## [TASK TO CARRY OUT]
Could you copy out every line of the listing below word for word, changing nothing?

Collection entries
↓↓↓
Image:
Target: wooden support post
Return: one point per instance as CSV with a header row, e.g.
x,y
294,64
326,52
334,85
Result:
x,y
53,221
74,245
↑↑↑
## [ANSWER FOR THE TASK]
Image:
Target: wooden support post
Return: one point per instance as CSV with a header row, e.g.
x,y
294,64
326,52
334,85
Result:
x,y
53,221
74,245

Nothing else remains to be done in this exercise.